**Source excerpt:**
In both plots, only minor differences between the red/black curves and the yellow symbols can be observed. These differences can serve as a guideline for error estimates in further applications, such as using the phase-field data to predict state diagrams in the next section. The close agreement between the data calculated here and independent theories further validates the algorithm introduced in this study. This also supports the reliability of the data points for the asymmetric states, C and RC. The axisymmetry of the B, RB, and P states emerges naturally from the current numerical study; it is not an imposed condition on the phase-field theory.

B. States outside a solid cylinder

The last subsection described one example of the energy curve for cos θ = 0.7 in Fig. 5(a). A phase transition radius can be identified when the two energy branches intersect, indicated by an arrow in the plot. This data point enters into Fig. 6(a) as a yellow circle. Other phase-field data are also represented by yellow circles in the same plot. The dotted line in the background is drawn based on these data points.

Fig. 6 State diagram and stability limits of the B and C states. The radius of the cylinder R is reduced by R₀ in (11). In plot (a), the state boundary is determined by comparing the surface energies. The dotted curves in all plots represent this boundary, interpolated from known data points. In plot (b), the circles represent the B state stability limit determined using the off-center test (see text), and the solid line corresponds to the stability limit predicted by the inflection-point theory²¹ (see Appendix G). In plot (c), the circles indicate the stability limit of the C state, determined by locating the closure of the wetting points in the central cross-section (see text). In all plots, the crosses, diamonds and squares correspond to data reported in ref. 22, 25 and 26, respectively. See a summary in Table 1.

**Problems to work on:**
a) In the phase-field excerpt, how is the stability limit of the C state found in plot (c) of Fig. 6?
b) Decide whether each statement agrees with the phase-field excerpt, answering yes or no and quoting the deciding words: (i) The axisymmetry of the B, RB, and P states is imposed as a condition on the phase-field theory. (ii) In Fig. 6, the crosses stand for data reported in ref. 22. (iii) The energy curve example in Fig. 5(a) was computed for cos θ = 0.5.
c) Please return the part of the phase-field excerpt that begins at the words "Fig. 6 State" and stops after "in Table 1.".

**Stored rows:**
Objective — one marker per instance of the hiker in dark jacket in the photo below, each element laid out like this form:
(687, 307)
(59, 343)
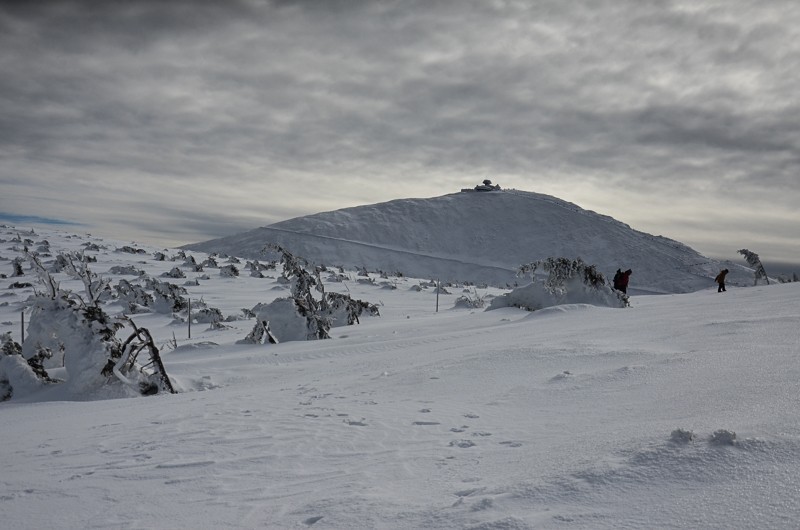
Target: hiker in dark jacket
(720, 279)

**Task-by-task outputs:**
a) By locating the closure of the wetting points in the central cross-section.

b)
(i) No: "it is not an imposed condition on the phase-field theory."
(ii) Yes: "the crosses, diamonds and squares correspond to data reported in ref. 22, 25 and 26, respectively."
(iii) No: "one example of the energy curve for cos θ = 0.7 in Fig. 5(a)."

c)
Fig. 6 State diagram and stability limits of the B and C states. The radius of the cylinder R is reduced by R₀ in (11). In plot (a), the state boundary is determined by comparing the surface energies. The dotted curves in all plots represent this boundary, interpolated from known data points. In plot (b), the circles represent the B state stability limit determined using the off-center test (see text), and the solid line corresponds to the stability limit predicted by the inflection-point theory²¹ (see Appendix G). In plot (c), the circles indicate the stability limit of the C state, determined by locating the closure of the wetting points in the central cross-section (see text). In all plots, the crosses, diamonds and squares correspond to data reported in ref. 22, 25 and 26, respectively. See a summary in Table 1.